- Activity
Repeat every line from the line containing "TARGET: woman's long gown" to the end of the data, exactly. Leave the pictures out.

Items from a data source
++++
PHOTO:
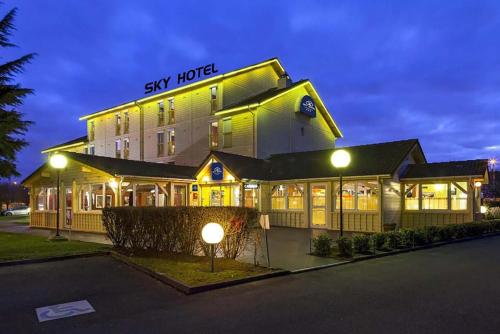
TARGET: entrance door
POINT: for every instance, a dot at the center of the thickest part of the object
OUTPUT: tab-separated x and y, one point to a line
318	205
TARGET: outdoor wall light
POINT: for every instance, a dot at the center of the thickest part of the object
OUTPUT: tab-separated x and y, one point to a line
58	162
340	159
212	234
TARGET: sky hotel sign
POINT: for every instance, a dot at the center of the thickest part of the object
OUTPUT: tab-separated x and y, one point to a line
182	78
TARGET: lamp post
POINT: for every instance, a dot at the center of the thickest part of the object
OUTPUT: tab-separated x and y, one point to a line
212	234
58	162
340	159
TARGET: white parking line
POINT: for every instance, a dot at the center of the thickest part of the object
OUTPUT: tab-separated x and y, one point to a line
59	311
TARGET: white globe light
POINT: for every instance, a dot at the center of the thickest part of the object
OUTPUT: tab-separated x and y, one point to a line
340	158
212	233
58	161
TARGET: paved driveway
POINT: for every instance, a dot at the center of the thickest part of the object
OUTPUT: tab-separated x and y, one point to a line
451	289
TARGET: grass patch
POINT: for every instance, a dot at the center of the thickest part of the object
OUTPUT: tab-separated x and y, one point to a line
24	220
195	270
15	246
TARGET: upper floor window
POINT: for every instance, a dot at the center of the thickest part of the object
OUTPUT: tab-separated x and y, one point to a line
160	148
213	98
118	124
161	113
118	148
126	148
213	135
91	130
227	132
171	111
125	122
171	142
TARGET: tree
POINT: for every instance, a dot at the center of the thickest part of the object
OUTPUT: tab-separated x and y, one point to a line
12	125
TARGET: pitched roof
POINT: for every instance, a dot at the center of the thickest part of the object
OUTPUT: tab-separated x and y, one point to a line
262	96
366	160
447	169
244	167
82	139
124	167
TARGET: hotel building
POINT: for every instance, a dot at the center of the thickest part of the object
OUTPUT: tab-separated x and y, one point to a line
254	138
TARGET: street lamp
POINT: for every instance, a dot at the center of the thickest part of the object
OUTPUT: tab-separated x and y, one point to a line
340	159
212	234
58	162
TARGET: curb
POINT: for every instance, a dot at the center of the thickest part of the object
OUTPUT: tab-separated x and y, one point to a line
394	252
52	258
187	289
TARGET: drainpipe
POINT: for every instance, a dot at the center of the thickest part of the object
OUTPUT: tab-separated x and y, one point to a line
141	131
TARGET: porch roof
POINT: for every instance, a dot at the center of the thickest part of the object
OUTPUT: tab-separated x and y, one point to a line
472	168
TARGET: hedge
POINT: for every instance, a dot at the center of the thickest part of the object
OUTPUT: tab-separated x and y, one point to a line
178	229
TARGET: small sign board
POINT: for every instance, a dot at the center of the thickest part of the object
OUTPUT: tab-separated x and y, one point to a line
66	310
264	222
217	171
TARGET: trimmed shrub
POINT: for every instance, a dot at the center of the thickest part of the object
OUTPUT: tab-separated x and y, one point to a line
361	243
344	246
178	229
378	240
322	245
393	239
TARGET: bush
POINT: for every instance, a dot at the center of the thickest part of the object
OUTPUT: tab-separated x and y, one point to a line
345	246
393	239
378	240
361	243
322	245
178	229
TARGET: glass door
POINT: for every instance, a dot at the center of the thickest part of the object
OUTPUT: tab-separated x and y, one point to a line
318	205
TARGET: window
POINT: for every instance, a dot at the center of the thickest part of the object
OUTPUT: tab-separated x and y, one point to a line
287	197
126	148
348	196
171	111
213	134
118	123
213	98
435	196
161	144
412	195
91	130
118	148
126	121
171	142
458	192
227	133
161	113
367	195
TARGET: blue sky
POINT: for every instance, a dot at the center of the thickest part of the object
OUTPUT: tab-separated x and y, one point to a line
387	70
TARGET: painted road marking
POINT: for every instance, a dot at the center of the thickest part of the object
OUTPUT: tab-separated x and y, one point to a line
59	311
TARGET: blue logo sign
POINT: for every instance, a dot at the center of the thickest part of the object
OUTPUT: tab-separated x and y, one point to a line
217	171
307	106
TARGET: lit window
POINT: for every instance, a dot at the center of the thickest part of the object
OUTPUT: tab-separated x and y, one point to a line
227	132
348	196
435	196
125	122
171	142
118	148
118	121
458	192
411	196
161	144
171	111
367	195
126	148
214	135
161	113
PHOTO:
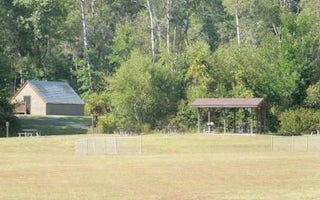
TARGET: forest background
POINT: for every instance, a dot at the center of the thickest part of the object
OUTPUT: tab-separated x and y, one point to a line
139	63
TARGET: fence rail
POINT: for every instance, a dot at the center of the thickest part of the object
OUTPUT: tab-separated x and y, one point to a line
109	145
295	143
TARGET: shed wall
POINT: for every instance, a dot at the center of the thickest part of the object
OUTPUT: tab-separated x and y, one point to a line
65	109
38	106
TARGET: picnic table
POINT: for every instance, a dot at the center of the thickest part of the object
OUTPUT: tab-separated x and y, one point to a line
29	132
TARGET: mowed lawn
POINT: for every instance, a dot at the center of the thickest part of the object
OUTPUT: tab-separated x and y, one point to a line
171	167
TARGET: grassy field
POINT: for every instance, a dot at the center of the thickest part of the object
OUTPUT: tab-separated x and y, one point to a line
186	167
56	125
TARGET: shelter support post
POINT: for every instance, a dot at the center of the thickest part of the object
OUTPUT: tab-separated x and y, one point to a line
199	125
224	121
208	124
251	121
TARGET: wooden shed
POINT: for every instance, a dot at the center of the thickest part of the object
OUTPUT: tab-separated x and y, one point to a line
47	98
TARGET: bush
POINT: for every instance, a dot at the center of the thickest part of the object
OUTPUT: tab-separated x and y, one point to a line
299	121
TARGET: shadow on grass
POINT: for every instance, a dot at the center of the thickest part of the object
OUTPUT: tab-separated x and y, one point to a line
56	125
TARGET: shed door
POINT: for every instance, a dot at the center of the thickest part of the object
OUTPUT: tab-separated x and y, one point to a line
27	100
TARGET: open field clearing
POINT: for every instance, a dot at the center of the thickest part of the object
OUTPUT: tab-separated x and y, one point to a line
171	167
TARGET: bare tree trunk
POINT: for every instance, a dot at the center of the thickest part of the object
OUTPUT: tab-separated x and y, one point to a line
151	31
174	40
85	41
84	25
276	32
238	25
168	24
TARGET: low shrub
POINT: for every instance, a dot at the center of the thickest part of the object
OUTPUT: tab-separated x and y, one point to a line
299	121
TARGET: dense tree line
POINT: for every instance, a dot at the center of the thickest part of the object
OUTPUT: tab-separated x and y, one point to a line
139	63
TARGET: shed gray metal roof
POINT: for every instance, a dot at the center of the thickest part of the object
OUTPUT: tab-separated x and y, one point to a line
228	102
56	92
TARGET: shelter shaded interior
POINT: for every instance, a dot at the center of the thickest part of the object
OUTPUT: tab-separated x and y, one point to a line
256	106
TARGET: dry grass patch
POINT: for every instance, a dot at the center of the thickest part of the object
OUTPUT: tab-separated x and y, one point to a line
177	167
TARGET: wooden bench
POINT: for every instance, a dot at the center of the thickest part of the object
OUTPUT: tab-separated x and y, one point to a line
29	132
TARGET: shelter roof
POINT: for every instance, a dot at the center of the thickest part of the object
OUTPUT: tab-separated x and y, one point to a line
54	92
228	102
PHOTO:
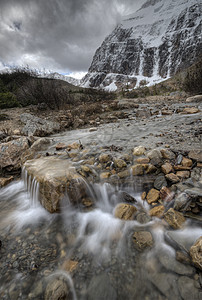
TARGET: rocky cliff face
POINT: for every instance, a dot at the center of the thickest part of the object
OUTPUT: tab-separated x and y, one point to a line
161	38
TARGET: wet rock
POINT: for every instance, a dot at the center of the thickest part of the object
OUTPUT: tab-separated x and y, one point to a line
182	201
5	181
166	194
167	154
197	98
119	163
196	155
142	240
140	150
155	157
123	196
125	211
190	110
60	146
137	170
167	168
101	288
58	288
55	176
152	196
37	126
174	218
196	253
187	288
172	178
186	162
157	211
183	174
159	182
11	152
104	158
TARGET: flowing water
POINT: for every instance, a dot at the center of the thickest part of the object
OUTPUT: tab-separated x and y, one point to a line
89	250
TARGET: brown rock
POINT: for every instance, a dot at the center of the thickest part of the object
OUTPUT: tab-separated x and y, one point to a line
152	196
125	211
167	168
60	146
183	174
172	177
196	155
137	170
196	253
119	163
191	110
142	240
165	194
5	181
69	265
11	152
167	154
174	218
157	211
144	160
104	158
186	162
150	169
105	175
139	150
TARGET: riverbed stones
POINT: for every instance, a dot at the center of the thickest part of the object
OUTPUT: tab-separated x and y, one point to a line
137	170
37	126
173	178
140	150
167	168
196	253
55	176
174	218
152	196
57	288
5	181
125	211
142	240
157	211
11	152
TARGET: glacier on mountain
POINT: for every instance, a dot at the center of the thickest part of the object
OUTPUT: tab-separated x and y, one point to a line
148	46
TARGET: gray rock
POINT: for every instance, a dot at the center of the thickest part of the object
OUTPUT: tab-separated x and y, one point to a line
187	288
37	126
182	201
160	181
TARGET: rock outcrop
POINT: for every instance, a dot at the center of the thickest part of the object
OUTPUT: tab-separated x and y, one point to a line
148	46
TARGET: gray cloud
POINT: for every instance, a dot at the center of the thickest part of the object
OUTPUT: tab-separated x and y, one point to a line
61	35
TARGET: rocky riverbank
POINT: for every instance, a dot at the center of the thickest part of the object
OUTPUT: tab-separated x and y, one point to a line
144	230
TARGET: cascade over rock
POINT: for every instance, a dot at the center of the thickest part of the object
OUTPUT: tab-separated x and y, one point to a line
57	178
161	38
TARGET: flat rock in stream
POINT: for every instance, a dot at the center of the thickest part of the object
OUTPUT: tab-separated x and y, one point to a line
56	177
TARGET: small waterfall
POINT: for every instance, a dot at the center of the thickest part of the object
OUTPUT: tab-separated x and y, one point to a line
32	187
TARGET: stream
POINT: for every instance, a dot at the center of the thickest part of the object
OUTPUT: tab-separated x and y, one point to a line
88	253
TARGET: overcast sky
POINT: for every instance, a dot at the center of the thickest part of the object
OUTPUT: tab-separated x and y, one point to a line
58	35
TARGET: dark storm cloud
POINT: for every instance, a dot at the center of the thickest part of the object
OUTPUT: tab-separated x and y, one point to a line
57	34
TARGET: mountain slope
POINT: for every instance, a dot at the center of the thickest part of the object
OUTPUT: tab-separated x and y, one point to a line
161	38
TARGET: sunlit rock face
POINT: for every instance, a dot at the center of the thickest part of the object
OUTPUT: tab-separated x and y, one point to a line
57	179
152	44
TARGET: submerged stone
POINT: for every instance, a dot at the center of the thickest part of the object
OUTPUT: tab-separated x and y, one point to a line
55	177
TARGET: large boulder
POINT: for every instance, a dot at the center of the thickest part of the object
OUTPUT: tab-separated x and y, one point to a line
37	126
56	178
11	152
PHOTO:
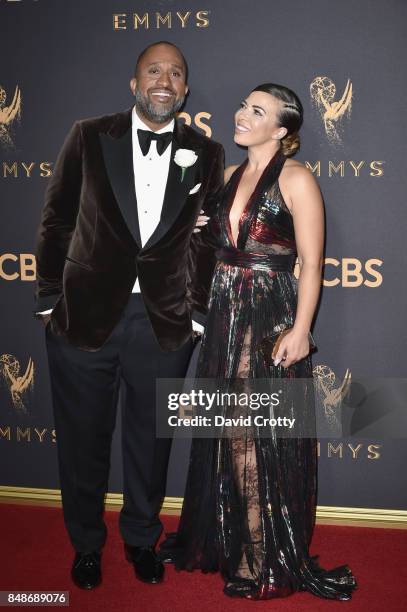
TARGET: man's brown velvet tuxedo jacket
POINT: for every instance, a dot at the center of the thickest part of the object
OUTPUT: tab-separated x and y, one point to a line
89	252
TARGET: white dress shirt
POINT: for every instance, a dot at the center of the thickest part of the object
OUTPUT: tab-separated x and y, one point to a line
150	180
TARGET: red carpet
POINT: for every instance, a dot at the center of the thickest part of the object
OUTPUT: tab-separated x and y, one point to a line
36	555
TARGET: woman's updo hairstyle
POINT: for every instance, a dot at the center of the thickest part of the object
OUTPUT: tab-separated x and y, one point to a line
290	117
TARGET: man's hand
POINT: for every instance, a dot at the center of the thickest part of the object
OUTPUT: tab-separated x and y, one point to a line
45	319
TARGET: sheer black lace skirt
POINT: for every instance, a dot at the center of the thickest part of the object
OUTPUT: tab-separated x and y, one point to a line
249	505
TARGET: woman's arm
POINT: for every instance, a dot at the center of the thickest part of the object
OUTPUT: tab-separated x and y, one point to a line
303	196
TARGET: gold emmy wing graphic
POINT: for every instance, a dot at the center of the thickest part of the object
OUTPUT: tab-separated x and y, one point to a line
8	114
323	92
18	385
331	394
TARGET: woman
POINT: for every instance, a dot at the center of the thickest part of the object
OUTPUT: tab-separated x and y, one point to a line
249	506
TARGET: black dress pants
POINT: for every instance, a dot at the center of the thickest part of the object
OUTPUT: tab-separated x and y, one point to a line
85	388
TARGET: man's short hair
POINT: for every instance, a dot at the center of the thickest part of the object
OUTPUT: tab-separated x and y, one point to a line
162	42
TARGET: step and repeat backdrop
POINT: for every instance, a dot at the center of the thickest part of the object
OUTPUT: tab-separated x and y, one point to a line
65	60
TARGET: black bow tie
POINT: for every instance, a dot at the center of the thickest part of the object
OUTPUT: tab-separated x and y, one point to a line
146	136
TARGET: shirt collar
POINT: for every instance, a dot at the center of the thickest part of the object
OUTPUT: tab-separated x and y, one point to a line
138	124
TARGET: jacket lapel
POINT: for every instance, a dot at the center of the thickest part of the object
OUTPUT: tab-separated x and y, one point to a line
176	192
118	157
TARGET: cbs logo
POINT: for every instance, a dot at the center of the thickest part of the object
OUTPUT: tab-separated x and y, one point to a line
349	272
20	266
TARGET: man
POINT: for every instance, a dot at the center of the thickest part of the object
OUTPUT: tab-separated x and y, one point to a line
123	272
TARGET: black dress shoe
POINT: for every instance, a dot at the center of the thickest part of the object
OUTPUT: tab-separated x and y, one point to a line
147	565
86	572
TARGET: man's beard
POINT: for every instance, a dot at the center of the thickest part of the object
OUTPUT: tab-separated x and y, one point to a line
157	115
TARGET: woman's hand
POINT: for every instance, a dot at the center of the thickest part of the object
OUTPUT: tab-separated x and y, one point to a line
293	347
201	222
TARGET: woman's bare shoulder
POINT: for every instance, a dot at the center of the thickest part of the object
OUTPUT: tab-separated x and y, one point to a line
228	172
294	170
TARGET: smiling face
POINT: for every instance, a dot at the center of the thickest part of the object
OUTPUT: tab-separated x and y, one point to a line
256	122
159	86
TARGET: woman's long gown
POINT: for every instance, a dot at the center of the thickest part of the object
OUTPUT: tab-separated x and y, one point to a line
249	506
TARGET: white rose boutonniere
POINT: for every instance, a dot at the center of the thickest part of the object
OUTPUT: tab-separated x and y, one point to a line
185	158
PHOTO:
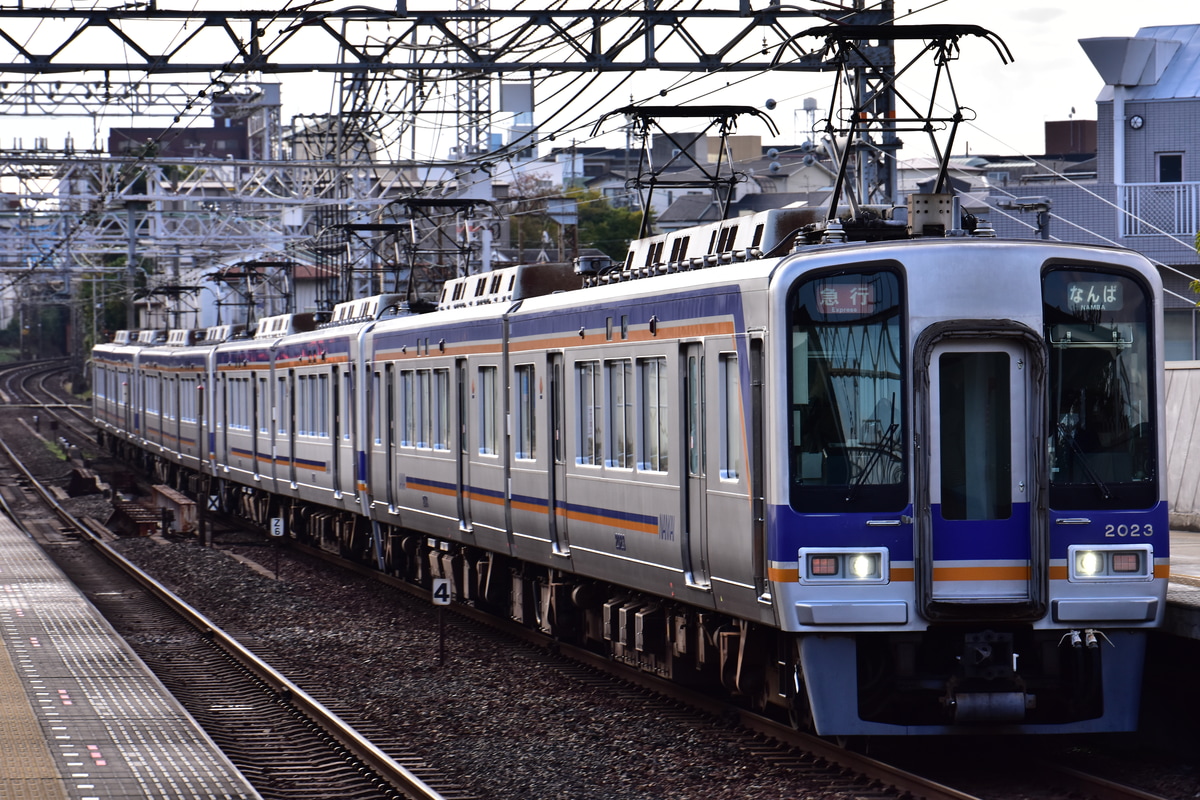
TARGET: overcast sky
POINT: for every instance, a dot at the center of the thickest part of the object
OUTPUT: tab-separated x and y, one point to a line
++++
- Solution for this problem
TARGET: woman's long gown
POINT: for every instance, a dot at the center of the thickest part of the object
OUTPUT: tab-separated x and y, one point to a line
249	506
TARGET: white rose boutonniere
POINT: for every instance, a dot at the center of the thickest part of the object
OUTPUT: tab-separated x and y, one point to a line
185	158
PHOTO:
TARGET: overcast sky
POINT: for every instance, a dot at the center of the thickest part of the object
OUTPUT: tab-separated x and y, one point to a line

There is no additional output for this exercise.